- _Study text_:
So where are visitors to AFC Wimbledon’s proposed new stadium in Plough Lane going to park if they don’t use public transport?
The club makes it clear in its planning application that neighbouring streets across a wide area will have to take the strain. It has even gone to the trouble of sending out a team of researchers to physically count how many on-street parking spaces are available for use by supporters on matchdays.
They found 5,544 spaces; we applaud their precision.
That is apparently how many available bays exist within a two-mile radius of the greyhound stadium site, and developers say it justifies their decision to cram as many homes onto the site as possible (property = £££ for Galliard Homes, of course) rather than reduce the concentration in favour of a more floodplain-friendly development. Which would perhaps enable more green space on the site, or parking spaces that could be used by supporters or, on non-matchdays (one might assume) employees of nearby St George’s Hospital. Hundreds of hospital staff currently park at the greyhound stadium on weekdays under current arrangements.
There is a questionmark over where these health service staff will park in future. Meanwhile, residents shouldn’t worry – because the council will simply extend controlled parking zones, AFCW cheerleaders insist. Well, hurrah! Although, actually, there is no indication of this in the planning application. Nope, none at all. Another assumption that residents are supposed to take on trust? (In addition to ‘oh the application is for a 20,000-seat stadium, but no, really, we only want 11,000. Honest.’)

- _Dataset content_:
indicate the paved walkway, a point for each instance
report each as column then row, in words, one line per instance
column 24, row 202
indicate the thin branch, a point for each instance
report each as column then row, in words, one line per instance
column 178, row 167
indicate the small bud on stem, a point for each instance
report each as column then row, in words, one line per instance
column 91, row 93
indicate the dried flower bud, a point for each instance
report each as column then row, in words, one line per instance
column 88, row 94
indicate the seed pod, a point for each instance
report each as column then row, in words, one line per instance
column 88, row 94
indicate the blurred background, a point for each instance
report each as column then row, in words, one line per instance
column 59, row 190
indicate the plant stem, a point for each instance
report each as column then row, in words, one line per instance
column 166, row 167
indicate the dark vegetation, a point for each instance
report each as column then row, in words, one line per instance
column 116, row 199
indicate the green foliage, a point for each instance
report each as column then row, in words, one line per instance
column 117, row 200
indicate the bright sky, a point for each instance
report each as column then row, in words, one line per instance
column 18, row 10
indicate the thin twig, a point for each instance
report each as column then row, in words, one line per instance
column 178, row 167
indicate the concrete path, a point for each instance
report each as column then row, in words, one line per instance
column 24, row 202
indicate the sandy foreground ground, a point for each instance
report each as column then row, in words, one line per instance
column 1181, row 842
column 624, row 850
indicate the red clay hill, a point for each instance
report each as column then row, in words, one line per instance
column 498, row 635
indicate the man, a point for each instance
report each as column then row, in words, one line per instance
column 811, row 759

==

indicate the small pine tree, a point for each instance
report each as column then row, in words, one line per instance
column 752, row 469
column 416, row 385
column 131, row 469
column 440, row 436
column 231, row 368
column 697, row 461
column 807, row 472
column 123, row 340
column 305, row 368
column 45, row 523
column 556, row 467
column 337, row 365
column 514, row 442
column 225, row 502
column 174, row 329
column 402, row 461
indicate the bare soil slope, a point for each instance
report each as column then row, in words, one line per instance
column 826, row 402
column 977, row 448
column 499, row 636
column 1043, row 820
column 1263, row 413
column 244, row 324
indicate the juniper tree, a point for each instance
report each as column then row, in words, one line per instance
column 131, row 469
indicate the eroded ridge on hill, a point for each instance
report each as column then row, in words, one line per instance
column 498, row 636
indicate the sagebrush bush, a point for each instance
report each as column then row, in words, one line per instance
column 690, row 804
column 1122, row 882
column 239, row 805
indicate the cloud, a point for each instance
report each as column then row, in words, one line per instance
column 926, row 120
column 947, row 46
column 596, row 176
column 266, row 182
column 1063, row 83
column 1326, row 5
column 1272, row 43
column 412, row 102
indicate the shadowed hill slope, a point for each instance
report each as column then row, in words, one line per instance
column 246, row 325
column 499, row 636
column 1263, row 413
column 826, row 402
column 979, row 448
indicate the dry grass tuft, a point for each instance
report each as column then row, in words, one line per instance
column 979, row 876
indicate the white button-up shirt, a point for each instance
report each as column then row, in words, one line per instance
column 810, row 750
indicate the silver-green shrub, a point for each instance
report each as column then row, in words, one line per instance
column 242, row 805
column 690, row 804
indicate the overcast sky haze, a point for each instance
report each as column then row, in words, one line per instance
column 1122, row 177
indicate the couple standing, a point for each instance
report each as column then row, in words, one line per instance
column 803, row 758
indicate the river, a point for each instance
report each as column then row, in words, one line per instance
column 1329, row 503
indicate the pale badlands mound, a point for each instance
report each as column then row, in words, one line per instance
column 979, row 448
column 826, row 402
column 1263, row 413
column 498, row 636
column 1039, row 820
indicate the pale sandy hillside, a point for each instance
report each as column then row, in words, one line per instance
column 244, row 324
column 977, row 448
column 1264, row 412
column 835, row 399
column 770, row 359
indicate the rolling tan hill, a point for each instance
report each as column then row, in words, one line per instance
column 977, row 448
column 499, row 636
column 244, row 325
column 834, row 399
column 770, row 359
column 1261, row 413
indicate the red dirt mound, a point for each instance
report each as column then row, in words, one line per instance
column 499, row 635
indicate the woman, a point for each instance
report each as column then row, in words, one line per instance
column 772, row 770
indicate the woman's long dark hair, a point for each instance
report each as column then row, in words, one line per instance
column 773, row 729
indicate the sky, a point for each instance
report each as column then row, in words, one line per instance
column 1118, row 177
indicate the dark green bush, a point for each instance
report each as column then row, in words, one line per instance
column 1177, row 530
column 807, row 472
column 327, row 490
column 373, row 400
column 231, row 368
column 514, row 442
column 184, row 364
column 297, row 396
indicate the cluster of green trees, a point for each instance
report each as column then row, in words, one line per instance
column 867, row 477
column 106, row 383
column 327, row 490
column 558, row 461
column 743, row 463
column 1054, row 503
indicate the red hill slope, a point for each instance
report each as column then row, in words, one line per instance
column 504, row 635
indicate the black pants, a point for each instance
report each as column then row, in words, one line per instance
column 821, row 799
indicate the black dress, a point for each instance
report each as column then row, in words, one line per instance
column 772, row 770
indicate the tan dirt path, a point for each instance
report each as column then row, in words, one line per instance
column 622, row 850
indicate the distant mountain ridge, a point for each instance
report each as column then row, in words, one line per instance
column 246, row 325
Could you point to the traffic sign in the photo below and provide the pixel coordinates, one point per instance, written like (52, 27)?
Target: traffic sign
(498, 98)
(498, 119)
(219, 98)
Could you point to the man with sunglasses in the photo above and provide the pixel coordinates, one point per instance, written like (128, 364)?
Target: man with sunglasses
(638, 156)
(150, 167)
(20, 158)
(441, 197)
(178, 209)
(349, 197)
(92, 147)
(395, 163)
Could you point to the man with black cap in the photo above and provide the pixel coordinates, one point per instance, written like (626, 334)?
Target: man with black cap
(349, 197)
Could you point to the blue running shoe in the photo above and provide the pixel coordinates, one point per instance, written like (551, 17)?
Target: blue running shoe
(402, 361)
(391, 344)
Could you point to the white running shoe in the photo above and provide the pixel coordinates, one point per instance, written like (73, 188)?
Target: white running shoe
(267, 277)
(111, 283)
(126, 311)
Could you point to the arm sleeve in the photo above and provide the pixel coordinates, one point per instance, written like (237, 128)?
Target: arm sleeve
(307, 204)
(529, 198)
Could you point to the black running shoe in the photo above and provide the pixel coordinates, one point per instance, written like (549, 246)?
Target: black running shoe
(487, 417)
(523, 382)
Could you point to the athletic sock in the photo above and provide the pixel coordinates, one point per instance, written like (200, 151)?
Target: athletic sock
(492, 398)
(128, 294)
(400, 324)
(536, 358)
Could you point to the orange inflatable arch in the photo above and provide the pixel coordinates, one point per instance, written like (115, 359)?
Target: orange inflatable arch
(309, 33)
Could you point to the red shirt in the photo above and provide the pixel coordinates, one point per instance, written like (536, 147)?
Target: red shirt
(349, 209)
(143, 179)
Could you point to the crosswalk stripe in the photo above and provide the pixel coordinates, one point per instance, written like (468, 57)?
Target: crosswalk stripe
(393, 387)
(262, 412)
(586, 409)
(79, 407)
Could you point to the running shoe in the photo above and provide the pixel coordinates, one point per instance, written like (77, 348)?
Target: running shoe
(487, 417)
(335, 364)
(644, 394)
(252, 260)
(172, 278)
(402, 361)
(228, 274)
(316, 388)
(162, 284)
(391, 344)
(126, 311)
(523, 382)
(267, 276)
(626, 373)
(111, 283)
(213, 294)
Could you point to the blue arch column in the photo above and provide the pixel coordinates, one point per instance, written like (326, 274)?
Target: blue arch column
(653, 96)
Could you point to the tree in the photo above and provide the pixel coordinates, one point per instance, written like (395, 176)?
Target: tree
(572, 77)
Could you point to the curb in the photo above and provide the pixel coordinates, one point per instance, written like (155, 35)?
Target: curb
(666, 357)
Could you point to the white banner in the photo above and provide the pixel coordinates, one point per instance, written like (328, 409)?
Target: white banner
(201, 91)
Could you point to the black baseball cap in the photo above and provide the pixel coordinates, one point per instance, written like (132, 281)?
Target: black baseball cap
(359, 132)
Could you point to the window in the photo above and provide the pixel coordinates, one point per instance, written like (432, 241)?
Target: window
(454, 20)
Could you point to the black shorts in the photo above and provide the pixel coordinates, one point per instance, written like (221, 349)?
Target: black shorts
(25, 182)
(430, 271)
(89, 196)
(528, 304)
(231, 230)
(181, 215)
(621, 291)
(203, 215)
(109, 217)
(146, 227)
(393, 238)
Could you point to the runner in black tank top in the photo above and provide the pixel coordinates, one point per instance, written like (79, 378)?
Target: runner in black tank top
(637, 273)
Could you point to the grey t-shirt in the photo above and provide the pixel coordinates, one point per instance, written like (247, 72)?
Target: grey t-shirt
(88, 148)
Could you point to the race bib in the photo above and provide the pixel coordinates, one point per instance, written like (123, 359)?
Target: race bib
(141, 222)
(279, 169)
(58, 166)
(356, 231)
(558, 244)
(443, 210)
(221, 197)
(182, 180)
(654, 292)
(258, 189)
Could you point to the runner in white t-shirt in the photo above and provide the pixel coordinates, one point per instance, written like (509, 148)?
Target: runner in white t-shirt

- _Your assignment_:
Answer these questions from the article about parking for the Plough Lane stadium, one per line:
1. How many on-street parking spaces did the club's researchers count?
2. Within what distance of the greyhound stadium site were those spaces found?
3. Who currently parks at the greyhound stadium on weekdays?

- _Reply to the exercise_:
1. 5,544
2. Within a two-mile radius
3. Hundreds of staff from nearby St George's Hospital